TASK DIRECTIONS ▸ Transcribe the data. Leave out nothing.

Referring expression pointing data
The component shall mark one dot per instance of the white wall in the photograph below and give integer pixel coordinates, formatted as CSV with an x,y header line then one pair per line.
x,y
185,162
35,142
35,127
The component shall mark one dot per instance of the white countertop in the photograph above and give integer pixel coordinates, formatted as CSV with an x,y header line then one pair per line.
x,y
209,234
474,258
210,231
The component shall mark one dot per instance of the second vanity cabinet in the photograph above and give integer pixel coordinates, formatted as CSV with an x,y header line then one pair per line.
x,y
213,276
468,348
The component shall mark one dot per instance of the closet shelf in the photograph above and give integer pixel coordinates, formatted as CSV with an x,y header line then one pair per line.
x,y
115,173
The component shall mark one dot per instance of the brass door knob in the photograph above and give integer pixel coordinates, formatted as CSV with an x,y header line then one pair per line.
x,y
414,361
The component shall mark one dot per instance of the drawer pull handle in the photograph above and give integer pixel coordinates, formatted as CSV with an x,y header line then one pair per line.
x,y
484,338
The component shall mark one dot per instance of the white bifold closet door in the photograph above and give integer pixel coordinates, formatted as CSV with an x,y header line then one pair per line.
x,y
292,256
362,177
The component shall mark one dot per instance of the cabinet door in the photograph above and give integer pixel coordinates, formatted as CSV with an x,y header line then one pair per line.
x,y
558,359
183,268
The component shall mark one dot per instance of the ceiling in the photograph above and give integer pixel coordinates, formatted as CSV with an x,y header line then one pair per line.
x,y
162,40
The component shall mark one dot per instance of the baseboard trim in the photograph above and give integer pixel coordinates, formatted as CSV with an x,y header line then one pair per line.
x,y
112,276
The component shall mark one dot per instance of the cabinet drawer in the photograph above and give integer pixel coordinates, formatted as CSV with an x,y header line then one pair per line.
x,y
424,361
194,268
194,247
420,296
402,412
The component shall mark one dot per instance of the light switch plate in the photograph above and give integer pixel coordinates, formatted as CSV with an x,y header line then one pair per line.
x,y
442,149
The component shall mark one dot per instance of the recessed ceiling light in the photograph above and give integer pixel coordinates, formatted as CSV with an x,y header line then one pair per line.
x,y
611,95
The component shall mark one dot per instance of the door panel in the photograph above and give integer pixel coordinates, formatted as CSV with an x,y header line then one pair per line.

EXERCISE ANSWER ▸
The component shall mark one dot per instance of the white wall in the photograph below and give integer pixel coordinates, formatted as CSV with an x,y header line then one pair per line.
x,y
185,162
35,142
35,127
The component shall mark one dot per instance of the white countertop in the photograph above and give integer pixel coordinates, formatted as CSV with an x,y header line then one pair per line.
x,y
209,234
474,258
210,231
The component shall mark one dot per instance of the second vanity cabinet in the photograph above and give integer pixel coordinates, formatted as CSV with an x,y header line then one pair per line.
x,y
213,276
468,348
The component shall mark one dot per instance of the closet shelf in the photograph above and give integer pixel coordinates, formatted as CSV with an x,y header line then one pair per line.
x,y
115,173
The component shall mark one dot per instance of the brass door knob in the photograph above and give integer pixel coordinates, formatted as CSV with an x,y header line then one pair per line.
x,y
414,361
The component shall mark one dot per instance of the drawer pull handle in the photograph above and give integer pixel coordinates, formatted as CSV with an x,y header line then one pair per line.
x,y
484,338
The component shall mark one dot per instance of the white bifold closet door in the photograph above and give integer pixel coordinates, formatted as CSV with an x,y header line then one pair per line.
x,y
292,256
362,177
The component shall mark one dot per instance of the cabinet door in the photograph above and give integer pixel coordinates, formatted as CSV with an x,y header line then one pair per line.
x,y
558,359
183,268
The component shall mark one dot per instance of the ceiling in the photograph above and give integer pixel coordinates, formatted as CSV with an x,y header line then one pair per line.
x,y
162,40
The component shall mark one dot per instance of the baseboard trim in the photograph above and give integer pixel coordinates, formatted as CSV with an x,y header line then one pair per line.
x,y
112,276
The component shall mark one dot per instance of the cabinet drawer in the photograph above and give integer pixel coordinates, formatted as CSV with an x,y header line then one pair per line.
x,y
424,361
194,268
194,247
420,296
402,412
The component shall mark one dot per instance of the light switch plate in the photograph above and give integer pixel coordinates, formatted as CSV with an x,y header line then one pair per line.
x,y
442,149
The component shall mark one dot per instance of the recessed ceiling light in the photograph above and give integer pixel coordinates, formatted as CSV with an x,y header line then one pair per line.
x,y
611,95
The component shall mark one dot per instance of the door panel in the photograph above and give integer pixel coordinates, formatted as CSV with an x,y header line then one pair per line.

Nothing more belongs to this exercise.